**STATED EXERCISE**: Reproduce the passage of the forum discussion on automation and jobs from "The solution certainly" to "no particular reason.", word for word.

**SOURCE EXCERPT**:
----------------------------------------
Binary killing machines, turning 1 into 0 since 0011000100111001 0011011100110110

Owlofcreamcheese posted:

The solution certainly isn't that we need to hold some sort of eternal empire of people driving trucks and working at arby's because it just happens that the technology from before I was born was good and the technology made since all happened to be devil magic.

Basically look at your lovely racist uncle wishing it could be the 1950s again and forever, this is that, but for the 90s. Back when we use to have people working at wendys for poo poo wages and having people drive trucks cross country on meth like god designed things.

I'm not advocating that at all, merely pointing out that "just ride it out, new jobs will pop up" isn't working now and can't really be expected to work better for no particular reason.

Major structural changes need to happen to allow people to make living wages while doing less work, and less technical work, such as shortening the work week while massively increasing wages, job creation through major infrastructure projects, mincome, and that's assuming the general population doesn't start questioning capitalism as a whole due to it holding us back in these regards

Death Bot
Mar 4, 2007

Binary killing machines, turning 1 into 0 since 0011000100111001 0011011100110110

Owlofcreamcheese posted:

Okay but what are the rich doing to get money and what are they spending that money on? Like this all reads as that D&D thing where magic and dragons exist and are common but somehow everything else is just a society of eternal medieval europe somehow because it's not fun to worry about how that stuff would change.

Like people are talking about a level of automation that changes the whole employment structure of the entire world but somehow still makes money selling to no one to support rich people that are buying apparently expensive things that are somehow made by extremely cheap machines? What are they buying? who are they buying from? Who builds the stuff they consume and what resources are the things they are buying taking that make their stuff so expensive for rich people?
----------------------------------------
**DATASET EXCERPT**:
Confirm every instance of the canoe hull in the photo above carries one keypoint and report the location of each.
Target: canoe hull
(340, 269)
----------------------------------------
**REPLY**:
The solution certainly isn't that we need to hold some sort of eternal empire of people driving trucks and working at arby's because it just happens that the technology from before I was born was good and the technology made since all happened to be devil magic.

Basically look at your lovely racist uncle wishing it could be the 1950s again and forever, this is that, but for the 90s. Back when we use to have people working at wendys for poo poo wages and having people drive trucks cross country on meth like god designed things.

I'm not advocating that at all, merely pointing out that "just ride it out, new jobs will pop up" isn't working now and can't really be expected to work better for no particular reason.